● **Set problem**: Substitute "in this format" for every occurrence of "like this form" in the lines below, and reproduce all the lines with nothing else altered.

Location annotation dataset excerpts:
════

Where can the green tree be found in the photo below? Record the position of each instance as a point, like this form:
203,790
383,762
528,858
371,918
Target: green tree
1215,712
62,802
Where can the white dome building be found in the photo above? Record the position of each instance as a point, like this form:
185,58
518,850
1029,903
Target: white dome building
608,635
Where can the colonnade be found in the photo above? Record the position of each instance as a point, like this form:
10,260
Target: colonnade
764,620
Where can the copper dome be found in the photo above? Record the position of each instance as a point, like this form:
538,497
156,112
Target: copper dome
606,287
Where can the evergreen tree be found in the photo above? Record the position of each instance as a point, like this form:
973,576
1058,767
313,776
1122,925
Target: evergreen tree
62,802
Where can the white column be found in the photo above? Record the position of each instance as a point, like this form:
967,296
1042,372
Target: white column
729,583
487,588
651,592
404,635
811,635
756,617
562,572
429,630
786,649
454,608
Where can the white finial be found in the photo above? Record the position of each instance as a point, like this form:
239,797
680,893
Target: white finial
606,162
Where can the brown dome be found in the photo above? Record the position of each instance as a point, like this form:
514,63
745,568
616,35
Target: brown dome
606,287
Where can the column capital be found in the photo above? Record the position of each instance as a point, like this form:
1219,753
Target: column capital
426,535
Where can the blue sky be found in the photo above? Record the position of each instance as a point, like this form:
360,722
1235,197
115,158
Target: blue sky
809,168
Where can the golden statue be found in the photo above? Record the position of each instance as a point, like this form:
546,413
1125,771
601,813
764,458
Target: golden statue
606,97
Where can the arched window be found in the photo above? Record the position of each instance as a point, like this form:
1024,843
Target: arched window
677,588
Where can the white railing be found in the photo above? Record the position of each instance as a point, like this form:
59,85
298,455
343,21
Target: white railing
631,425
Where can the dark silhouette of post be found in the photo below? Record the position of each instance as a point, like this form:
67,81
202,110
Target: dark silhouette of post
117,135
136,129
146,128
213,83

════

● **Full solution**:
Where can the green tree be found in the photo below? Record the position of each instance as a point, in this format:
203,790
383,762
528,858
371,918
Target: green tree
1215,712
62,802
Where can the white dome building be found in the photo above? Record the position of each instance as a point, in this format:
185,58
518,850
1029,903
Target: white dome building
608,635
Where can the colonnade be found in the photo above? Record the position of each instance as a point, in this format:
10,260
Target: colonnade
764,620
Where can the copper dome be found in the photo above? Record the position of each instance as a point, in this format:
538,497
156,112
Target: copper dome
606,287
Where can the evergreen tree be found in the photo above? Record the position of each instance as a point, in this format:
973,576
1058,767
313,776
1122,925
Target: evergreen tree
62,802
Where can the white column be found in the photo above? Record the position of each instance as a point, in this format:
967,296
1042,372
Target: white column
729,583
487,588
651,592
404,635
811,635
756,617
562,572
429,630
786,649
454,608
Where can the white finial be found in the photo above? Record the position of each instance as a point, in this format:
239,797
680,893
Target: white finial
606,162
Where can the brown dome be found in the photo above? Record the position of each instance as a point, in this format:
514,63
745,568
616,35
Target: brown dome
606,287
Where can the column capital be found in the photo above? Record the position of each instance as a point, in this format:
1219,753
Target: column capital
426,535
Where can the blue sky be found in the photo above? Record the position of each instance as a point, in this format:
360,722
1235,197
115,158
Target: blue sky
809,168
Where can the golden statue be found in the photo above? Record the position of each instance as a point, in this format:
546,413
1125,771
601,813
764,458
Target: golden statue
606,97
Where can the arched window be found in the photo above? Record the position of each instance as a point, in this format:
1024,843
Target: arched window
677,588
Where can the white railing be found in the photo above? Record the position of each instance as a point, in this format:
59,85
298,455
343,21
Target: white railing
631,425
Where can the dark silhouette of post be found in the photo below? Record the position of each instance as a point, in this format:
67,81
202,110
Target: dark silhouette of post
117,135
136,129
146,128
213,83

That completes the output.